What the exercise asks —
Could you please output all of the records exactly?

──────── Provided material ────────

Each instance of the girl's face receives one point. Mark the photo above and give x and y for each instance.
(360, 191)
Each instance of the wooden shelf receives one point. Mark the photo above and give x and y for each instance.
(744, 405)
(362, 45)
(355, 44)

────────

Finished exercise —
Each instance of the girl's face receives one point. Mark the photo above and give x and y for each instance.
(360, 191)
Each instance of the wooden shelf receives one point. Mark the photo above and give x and y for each instance.
(744, 405)
(362, 45)
(355, 44)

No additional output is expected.